EXERCISE TASK 1:
Reproduce the part of the article on Druse unity that opens with the words containing "The current crisis" and closes with "of other faiths.".

SELECTED PASSAGE:
□ □ □ □ □

As external danger threatens the Druse, unity trumps national identity

Many Druse are supporters of the Syrian president because they see him as a protector from the more numerous Sunni masses and jihadist groups

Members of the Druze community stand near a Druze flag during a rally in the Druze village of Majdal Shams. (photo credit: REUTERS)
Members of the Druze community stand near a Druze flag during a rally in the Druze village of Majdal Shams.
(photo credit: REUTERS)
The current crisis between the Druse in Syria and rebel terrorist groups is showing that Druse across the region are more united than previously thought.
Spread among Syria, Lebanon, Israel and Jordan, the Druse are considered heretics by al-Qaida and Islamic State because of their religion, an offshoot of Islam incorporating elements of other faiths.
Druse are known to support and be loyal to the countries in which they live, but are flexible in whom they support when they sense power may be shifting.
Many Druse, like other minorities in Syria – such as Christians and President Bashar Assad’s Alawite sect – are supporters of the Syrian president because they see him as a protector from the more numerous Sunni masses and jihadist groups.
“Indeed, the Druse are loyal to the country they are living in – whether in Israel, Lebanon or Syria,” Eyal Zisser, an expert on Syria from the Moshe Dayan Center at Tel Aviv University, told The Jerusalem Post on Tuesday.
“A Syrian Druse soldier can serve in the Syrian army and fight an Israeli Druse soldier – they are not fighting against each other, but are serving their respective countries,” he continued.
However, since the threat to the Druse in Syria from Islamic State and the Nusra Front became real, Israeli Druse citizens, as well as Syrian Druse who are not citizens of Israel but reside in the Golan Heights, have united in their call for aid and intervention to save their brethren over the border.

□ □ □ □ □

INPUT ROWS:

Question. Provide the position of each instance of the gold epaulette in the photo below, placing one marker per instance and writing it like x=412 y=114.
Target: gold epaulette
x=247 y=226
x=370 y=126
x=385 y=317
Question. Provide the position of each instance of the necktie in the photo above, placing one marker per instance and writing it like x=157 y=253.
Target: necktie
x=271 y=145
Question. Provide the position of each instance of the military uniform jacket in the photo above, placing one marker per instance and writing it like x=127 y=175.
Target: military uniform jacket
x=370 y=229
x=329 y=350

□ □ □ □ □

EXERCISE TASK 2:
Rewrite the listing from its first line through the line containing "x=271 y=145", and include the requests. Multiply every coordinate in the answers by 2.3 and round it to a whole number, rounding halves up.

EXPECTED ANSWER 1:
The current crisis between the Druse in Syria and rebel terrorist groups is showing that Druse across the region are more united than previously thought.
Spread among Syria, Lebanon, Israel and Jordan, the Druse are considered heretics by al-Qaida and Islamic State because of their religion, an offshoot of Islam incorporating elements of other faiths.

EXPECTED ANSWER 2:
Question. Provide the position of each instance of the gold epaulette in the photo below, placing one marker per instance and writing it like x=412 y=114.
Target: gold epaulette
x=568 y=520
x=851 y=290
x=886 y=729
Question. Provide the position of each instance of the necktie in the photo above, placing one marker per instance and writing it like x=157 y=253.
Target: necktie
x=623 y=334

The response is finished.